Work request:
In this exercise, print only the lines from the line with "Task: annotation of the background" to the last line of the data below, inclusive. Any pictures should be left out.

[Natural-language object grounding data]
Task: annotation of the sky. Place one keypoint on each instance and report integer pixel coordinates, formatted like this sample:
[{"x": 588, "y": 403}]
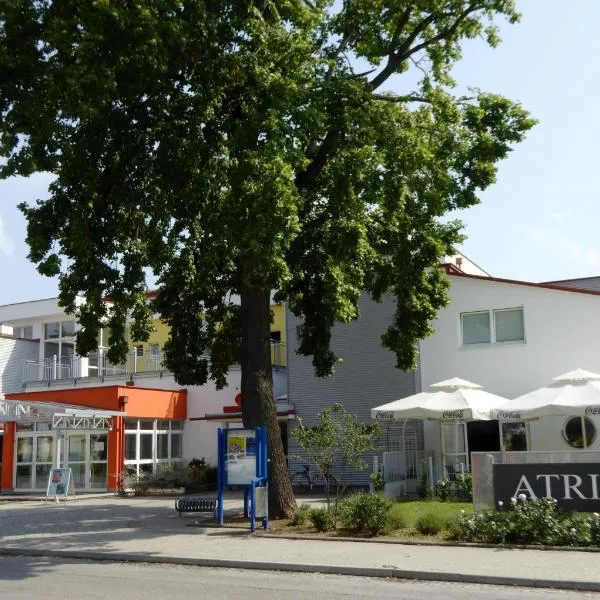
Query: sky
[{"x": 540, "y": 221}]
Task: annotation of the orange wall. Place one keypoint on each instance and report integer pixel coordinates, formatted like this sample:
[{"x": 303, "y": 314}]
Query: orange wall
[
  {"x": 142, "y": 402},
  {"x": 7, "y": 456}
]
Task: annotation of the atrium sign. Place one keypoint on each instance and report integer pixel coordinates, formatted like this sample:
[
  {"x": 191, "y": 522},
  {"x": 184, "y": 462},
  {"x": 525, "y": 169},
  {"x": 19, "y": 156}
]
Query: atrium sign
[{"x": 574, "y": 486}]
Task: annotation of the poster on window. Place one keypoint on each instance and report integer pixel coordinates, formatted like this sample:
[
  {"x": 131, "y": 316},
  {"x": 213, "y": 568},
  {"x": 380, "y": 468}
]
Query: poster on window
[
  {"x": 240, "y": 465},
  {"x": 60, "y": 484}
]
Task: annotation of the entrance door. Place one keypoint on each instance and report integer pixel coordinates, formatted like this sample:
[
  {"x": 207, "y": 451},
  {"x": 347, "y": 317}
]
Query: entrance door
[
  {"x": 455, "y": 450},
  {"x": 87, "y": 458},
  {"x": 483, "y": 436},
  {"x": 35, "y": 455}
]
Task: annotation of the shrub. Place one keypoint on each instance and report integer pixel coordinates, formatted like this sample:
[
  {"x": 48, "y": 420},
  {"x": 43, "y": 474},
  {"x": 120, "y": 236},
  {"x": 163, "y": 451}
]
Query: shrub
[
  {"x": 528, "y": 522},
  {"x": 424, "y": 490},
  {"x": 430, "y": 524},
  {"x": 378, "y": 481},
  {"x": 322, "y": 519},
  {"x": 453, "y": 490},
  {"x": 395, "y": 518},
  {"x": 299, "y": 517},
  {"x": 365, "y": 511}
]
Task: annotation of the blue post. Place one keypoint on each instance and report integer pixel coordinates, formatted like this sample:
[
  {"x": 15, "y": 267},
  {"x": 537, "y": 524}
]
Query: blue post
[
  {"x": 253, "y": 506},
  {"x": 266, "y": 517},
  {"x": 221, "y": 475}
]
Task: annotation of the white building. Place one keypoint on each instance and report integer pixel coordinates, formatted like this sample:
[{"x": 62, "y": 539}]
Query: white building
[{"x": 513, "y": 337}]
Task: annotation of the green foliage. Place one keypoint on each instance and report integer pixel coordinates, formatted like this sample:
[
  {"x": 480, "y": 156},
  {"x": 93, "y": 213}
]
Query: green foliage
[
  {"x": 323, "y": 519},
  {"x": 378, "y": 480},
  {"x": 337, "y": 438},
  {"x": 528, "y": 522},
  {"x": 424, "y": 490},
  {"x": 365, "y": 511},
  {"x": 235, "y": 148},
  {"x": 455, "y": 490},
  {"x": 430, "y": 523},
  {"x": 300, "y": 515},
  {"x": 231, "y": 146}
]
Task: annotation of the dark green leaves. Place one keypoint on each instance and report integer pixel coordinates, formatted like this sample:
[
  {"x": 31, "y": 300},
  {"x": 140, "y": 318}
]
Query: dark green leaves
[{"x": 230, "y": 144}]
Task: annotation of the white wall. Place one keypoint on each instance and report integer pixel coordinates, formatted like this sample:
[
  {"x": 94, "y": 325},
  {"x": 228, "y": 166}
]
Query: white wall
[
  {"x": 466, "y": 265},
  {"x": 562, "y": 333}
]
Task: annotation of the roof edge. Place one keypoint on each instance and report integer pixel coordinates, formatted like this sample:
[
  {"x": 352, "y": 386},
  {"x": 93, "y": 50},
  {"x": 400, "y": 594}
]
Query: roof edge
[{"x": 454, "y": 272}]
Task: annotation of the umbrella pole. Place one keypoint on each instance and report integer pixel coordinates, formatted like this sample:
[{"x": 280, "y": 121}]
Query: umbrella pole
[{"x": 443, "y": 447}]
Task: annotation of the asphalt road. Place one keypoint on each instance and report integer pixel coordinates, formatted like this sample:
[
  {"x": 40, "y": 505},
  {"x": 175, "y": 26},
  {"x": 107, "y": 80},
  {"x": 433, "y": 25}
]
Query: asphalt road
[{"x": 24, "y": 578}]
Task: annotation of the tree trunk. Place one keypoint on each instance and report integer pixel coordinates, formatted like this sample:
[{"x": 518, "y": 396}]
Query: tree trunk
[{"x": 258, "y": 405}]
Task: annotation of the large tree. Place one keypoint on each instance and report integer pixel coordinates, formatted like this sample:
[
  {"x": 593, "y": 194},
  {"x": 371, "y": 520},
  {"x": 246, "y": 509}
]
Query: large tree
[{"x": 237, "y": 148}]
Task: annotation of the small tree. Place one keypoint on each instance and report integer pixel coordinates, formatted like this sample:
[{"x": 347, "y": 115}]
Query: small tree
[{"x": 337, "y": 437}]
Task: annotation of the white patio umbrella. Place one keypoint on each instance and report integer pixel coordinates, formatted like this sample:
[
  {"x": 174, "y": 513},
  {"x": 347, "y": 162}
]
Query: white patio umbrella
[
  {"x": 454, "y": 400},
  {"x": 451, "y": 400},
  {"x": 576, "y": 393}
]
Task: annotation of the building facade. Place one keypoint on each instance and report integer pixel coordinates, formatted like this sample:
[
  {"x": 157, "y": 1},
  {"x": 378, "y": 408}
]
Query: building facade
[
  {"x": 511, "y": 337},
  {"x": 162, "y": 423}
]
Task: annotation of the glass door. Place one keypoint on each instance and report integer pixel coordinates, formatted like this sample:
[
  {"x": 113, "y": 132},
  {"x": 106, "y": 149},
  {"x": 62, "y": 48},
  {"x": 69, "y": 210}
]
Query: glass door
[
  {"x": 455, "y": 449},
  {"x": 88, "y": 459},
  {"x": 78, "y": 459},
  {"x": 35, "y": 455},
  {"x": 98, "y": 447}
]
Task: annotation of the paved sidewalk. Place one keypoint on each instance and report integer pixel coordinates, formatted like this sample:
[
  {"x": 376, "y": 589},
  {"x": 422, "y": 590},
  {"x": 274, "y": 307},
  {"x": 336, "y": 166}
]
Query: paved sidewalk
[{"x": 148, "y": 530}]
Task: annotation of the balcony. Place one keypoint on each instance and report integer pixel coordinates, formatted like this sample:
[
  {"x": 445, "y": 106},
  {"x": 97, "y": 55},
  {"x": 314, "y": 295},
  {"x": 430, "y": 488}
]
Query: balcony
[{"x": 97, "y": 366}]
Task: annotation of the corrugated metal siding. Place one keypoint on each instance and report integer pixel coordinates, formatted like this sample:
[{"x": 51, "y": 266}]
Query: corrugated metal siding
[
  {"x": 585, "y": 283},
  {"x": 366, "y": 378},
  {"x": 13, "y": 354}
]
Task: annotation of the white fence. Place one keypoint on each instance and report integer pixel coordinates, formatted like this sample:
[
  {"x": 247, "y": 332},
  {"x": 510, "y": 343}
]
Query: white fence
[{"x": 404, "y": 465}]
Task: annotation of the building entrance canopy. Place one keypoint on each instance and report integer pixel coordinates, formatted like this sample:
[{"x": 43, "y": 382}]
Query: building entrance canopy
[{"x": 62, "y": 416}]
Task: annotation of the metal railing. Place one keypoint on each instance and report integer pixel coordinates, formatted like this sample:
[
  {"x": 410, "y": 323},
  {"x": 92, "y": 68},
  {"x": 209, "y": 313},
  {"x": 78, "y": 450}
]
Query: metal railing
[{"x": 97, "y": 365}]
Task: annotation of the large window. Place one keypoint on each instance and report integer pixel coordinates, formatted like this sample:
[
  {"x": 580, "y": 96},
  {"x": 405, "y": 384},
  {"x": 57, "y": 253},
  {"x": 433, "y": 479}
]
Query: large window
[
  {"x": 149, "y": 443},
  {"x": 59, "y": 342},
  {"x": 514, "y": 436},
  {"x": 493, "y": 326},
  {"x": 579, "y": 432}
]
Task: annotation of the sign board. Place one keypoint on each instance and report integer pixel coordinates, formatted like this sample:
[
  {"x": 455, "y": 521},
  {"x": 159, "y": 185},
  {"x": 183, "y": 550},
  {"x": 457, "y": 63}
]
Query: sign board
[
  {"x": 575, "y": 486},
  {"x": 262, "y": 502},
  {"x": 60, "y": 483},
  {"x": 240, "y": 456}
]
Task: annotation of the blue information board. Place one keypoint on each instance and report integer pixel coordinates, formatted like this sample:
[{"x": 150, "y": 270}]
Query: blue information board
[{"x": 243, "y": 464}]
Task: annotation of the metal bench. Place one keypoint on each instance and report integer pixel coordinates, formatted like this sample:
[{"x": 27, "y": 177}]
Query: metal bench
[{"x": 196, "y": 504}]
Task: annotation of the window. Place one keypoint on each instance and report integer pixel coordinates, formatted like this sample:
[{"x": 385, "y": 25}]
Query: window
[
  {"x": 493, "y": 326},
  {"x": 149, "y": 444},
  {"x": 23, "y": 332},
  {"x": 59, "y": 344},
  {"x": 51, "y": 331},
  {"x": 509, "y": 325},
  {"x": 514, "y": 437},
  {"x": 573, "y": 432},
  {"x": 476, "y": 328}
]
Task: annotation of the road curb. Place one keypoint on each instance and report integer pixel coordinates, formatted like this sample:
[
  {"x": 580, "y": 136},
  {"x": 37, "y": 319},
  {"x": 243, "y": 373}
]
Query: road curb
[
  {"x": 425, "y": 543},
  {"x": 382, "y": 572}
]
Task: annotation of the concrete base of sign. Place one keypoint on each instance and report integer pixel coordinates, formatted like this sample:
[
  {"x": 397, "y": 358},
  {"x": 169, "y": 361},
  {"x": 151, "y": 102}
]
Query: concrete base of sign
[{"x": 482, "y": 464}]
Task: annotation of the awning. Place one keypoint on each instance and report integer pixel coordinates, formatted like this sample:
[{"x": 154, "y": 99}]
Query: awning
[{"x": 63, "y": 416}]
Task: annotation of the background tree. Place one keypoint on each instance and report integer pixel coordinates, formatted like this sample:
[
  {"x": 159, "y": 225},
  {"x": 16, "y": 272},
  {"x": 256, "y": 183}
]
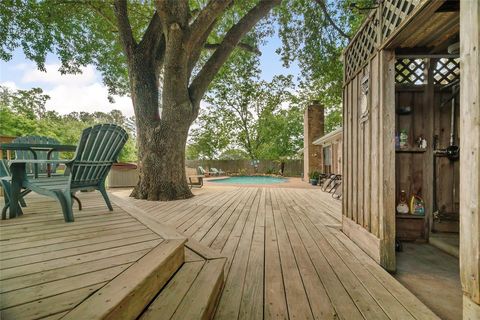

Finished exercise:
Task: annotation of the background tree. Place one keypoint on each instance and report integer pixel coordinates, formatted like this sample:
[
  {"x": 159, "y": 225},
  {"x": 16, "y": 272},
  {"x": 256, "y": 183}
]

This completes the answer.